The answer must be one number: how many lines below contain the word "window".

##############################

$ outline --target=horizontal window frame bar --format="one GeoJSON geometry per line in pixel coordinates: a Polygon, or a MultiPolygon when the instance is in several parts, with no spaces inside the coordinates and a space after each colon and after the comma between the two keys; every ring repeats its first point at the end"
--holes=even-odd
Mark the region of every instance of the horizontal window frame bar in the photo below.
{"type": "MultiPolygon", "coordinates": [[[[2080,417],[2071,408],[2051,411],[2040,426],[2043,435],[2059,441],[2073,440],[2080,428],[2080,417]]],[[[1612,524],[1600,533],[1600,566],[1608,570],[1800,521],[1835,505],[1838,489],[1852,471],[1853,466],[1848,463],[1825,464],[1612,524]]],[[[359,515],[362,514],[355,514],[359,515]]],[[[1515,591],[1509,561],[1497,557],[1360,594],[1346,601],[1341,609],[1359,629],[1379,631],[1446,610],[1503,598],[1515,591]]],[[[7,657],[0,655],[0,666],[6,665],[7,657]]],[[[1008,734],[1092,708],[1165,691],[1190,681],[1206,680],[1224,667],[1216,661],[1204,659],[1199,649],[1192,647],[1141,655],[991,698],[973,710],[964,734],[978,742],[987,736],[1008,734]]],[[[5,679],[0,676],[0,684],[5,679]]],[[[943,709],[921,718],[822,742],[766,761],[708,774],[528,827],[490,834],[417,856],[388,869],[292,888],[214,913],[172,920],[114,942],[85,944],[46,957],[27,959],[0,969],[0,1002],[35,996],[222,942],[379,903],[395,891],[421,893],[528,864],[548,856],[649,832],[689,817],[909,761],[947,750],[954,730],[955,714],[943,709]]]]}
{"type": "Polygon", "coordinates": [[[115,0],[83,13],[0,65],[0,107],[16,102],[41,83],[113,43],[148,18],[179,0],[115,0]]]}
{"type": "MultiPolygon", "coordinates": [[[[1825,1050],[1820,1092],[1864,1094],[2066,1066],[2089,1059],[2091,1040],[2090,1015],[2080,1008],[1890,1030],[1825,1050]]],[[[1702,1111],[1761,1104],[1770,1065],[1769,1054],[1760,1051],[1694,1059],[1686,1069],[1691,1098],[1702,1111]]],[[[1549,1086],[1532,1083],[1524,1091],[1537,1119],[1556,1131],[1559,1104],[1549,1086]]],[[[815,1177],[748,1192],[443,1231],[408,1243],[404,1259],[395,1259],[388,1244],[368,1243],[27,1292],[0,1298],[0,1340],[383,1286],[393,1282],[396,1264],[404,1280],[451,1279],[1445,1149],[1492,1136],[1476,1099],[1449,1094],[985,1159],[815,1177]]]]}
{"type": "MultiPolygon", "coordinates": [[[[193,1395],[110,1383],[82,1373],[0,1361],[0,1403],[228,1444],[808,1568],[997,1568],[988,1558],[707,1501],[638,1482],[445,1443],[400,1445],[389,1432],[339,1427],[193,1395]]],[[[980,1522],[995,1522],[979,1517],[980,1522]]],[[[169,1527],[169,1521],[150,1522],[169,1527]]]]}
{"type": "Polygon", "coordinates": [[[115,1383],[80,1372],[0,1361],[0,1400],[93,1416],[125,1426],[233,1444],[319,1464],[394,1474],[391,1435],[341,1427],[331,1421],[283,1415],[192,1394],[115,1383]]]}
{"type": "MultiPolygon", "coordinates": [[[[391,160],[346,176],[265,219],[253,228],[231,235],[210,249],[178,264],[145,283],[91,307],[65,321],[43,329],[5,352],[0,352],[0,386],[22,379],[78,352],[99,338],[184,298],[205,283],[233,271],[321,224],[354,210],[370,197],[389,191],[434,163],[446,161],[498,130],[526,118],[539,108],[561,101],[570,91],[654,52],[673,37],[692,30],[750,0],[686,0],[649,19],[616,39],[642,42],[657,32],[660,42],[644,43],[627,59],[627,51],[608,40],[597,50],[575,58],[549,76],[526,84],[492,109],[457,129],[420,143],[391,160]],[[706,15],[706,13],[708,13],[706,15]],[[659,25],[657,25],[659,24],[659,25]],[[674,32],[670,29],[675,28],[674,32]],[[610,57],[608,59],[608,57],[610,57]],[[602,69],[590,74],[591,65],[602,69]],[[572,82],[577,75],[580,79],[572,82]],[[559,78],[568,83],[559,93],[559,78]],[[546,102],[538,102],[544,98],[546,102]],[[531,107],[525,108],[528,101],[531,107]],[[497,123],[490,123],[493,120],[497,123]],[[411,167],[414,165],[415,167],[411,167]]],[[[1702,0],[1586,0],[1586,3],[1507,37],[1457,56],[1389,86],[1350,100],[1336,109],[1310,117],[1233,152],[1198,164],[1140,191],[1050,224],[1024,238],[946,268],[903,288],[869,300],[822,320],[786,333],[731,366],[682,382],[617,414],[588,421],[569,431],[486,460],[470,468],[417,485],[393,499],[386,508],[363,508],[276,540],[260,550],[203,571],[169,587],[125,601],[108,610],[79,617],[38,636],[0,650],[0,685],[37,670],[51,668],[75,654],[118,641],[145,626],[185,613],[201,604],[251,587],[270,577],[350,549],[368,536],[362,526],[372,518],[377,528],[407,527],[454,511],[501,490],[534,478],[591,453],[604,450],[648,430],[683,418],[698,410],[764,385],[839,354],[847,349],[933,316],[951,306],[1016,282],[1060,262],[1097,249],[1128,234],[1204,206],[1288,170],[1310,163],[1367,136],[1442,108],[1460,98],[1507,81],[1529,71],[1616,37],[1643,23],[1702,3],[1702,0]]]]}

##############################

### EXPECTED ANSWER:
2